The task ->
Copy out every one of the records below word for word, and leave the pictures out of your answer.

Records provided ->
################

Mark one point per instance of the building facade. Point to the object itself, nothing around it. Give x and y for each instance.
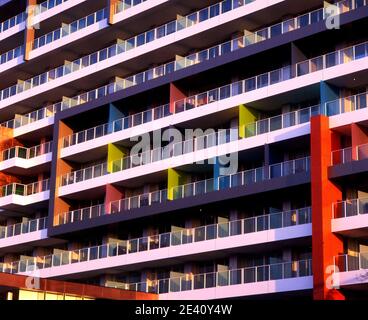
(189, 149)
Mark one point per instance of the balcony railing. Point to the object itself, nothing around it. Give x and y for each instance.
(12, 54)
(279, 271)
(189, 146)
(33, 116)
(147, 75)
(346, 262)
(192, 189)
(350, 154)
(170, 239)
(121, 6)
(47, 5)
(350, 208)
(13, 21)
(23, 228)
(70, 29)
(282, 121)
(24, 189)
(124, 46)
(27, 153)
(258, 82)
(117, 125)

################

Answer below ->
Mark one point per instance of the building facade. Point to the object itself, nothing around it. Give x and y for each instance.
(189, 149)
Mark one point per instance of the balcony railing. Point to the object itself, nothing around it. Give x and y for each instance.
(12, 54)
(279, 271)
(189, 146)
(33, 116)
(147, 75)
(346, 262)
(192, 189)
(350, 154)
(170, 239)
(121, 6)
(47, 5)
(350, 208)
(13, 21)
(23, 228)
(70, 29)
(282, 121)
(24, 189)
(124, 46)
(27, 153)
(258, 82)
(117, 125)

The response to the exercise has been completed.